[Saved entries]
Segment Open

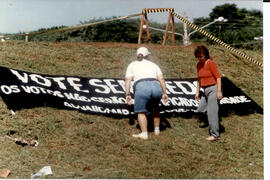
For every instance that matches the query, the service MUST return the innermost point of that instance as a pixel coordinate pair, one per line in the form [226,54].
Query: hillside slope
[78,145]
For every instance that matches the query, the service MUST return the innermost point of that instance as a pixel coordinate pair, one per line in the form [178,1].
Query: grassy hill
[78,145]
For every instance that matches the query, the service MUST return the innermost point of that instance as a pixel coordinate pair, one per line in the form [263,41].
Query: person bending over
[149,89]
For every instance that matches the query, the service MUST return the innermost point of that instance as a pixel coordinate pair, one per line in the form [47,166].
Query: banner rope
[217,40]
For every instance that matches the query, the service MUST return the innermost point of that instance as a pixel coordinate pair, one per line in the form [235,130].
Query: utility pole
[186,40]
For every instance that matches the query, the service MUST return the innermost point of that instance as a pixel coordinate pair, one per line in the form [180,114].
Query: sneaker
[140,136]
[157,132]
[211,138]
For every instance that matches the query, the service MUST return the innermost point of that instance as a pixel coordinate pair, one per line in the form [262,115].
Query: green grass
[79,145]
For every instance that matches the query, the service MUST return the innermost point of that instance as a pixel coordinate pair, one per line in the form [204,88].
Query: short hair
[201,50]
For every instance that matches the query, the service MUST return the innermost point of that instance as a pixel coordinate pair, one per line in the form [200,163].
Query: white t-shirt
[143,69]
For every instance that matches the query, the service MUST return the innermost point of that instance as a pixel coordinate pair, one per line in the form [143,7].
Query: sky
[29,15]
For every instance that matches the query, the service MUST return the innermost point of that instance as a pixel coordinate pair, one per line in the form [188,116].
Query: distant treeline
[241,29]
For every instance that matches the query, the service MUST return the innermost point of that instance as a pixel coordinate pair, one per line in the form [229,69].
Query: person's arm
[219,92]
[127,86]
[216,74]
[197,95]
[163,86]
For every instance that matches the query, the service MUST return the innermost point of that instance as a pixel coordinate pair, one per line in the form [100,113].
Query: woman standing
[149,88]
[209,80]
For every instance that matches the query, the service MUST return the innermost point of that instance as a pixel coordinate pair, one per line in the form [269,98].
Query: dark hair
[201,50]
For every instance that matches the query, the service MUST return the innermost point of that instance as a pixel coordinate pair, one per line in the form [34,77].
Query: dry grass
[78,145]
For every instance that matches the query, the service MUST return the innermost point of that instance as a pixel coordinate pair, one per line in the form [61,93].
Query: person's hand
[165,98]
[197,96]
[128,99]
[219,95]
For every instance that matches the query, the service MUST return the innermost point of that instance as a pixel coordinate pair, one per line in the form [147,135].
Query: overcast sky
[28,15]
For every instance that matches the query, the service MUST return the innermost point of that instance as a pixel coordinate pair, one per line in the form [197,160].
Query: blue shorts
[147,96]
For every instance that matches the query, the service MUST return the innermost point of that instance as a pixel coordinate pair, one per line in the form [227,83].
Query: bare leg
[143,125]
[156,118]
[142,121]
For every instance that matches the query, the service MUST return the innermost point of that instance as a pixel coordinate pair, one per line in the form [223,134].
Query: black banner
[106,96]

Segment Closed

(Exercise):
Your output should be an exact copy of the lines from the one containing "the form [223,134]." through the last line of the data above.

(Answer box):
For every instance that matches the query, the service MUST return the innermost point of that instance as a pixel coordinate pair, one per line in the form [223,134].
Query: black banner
[106,96]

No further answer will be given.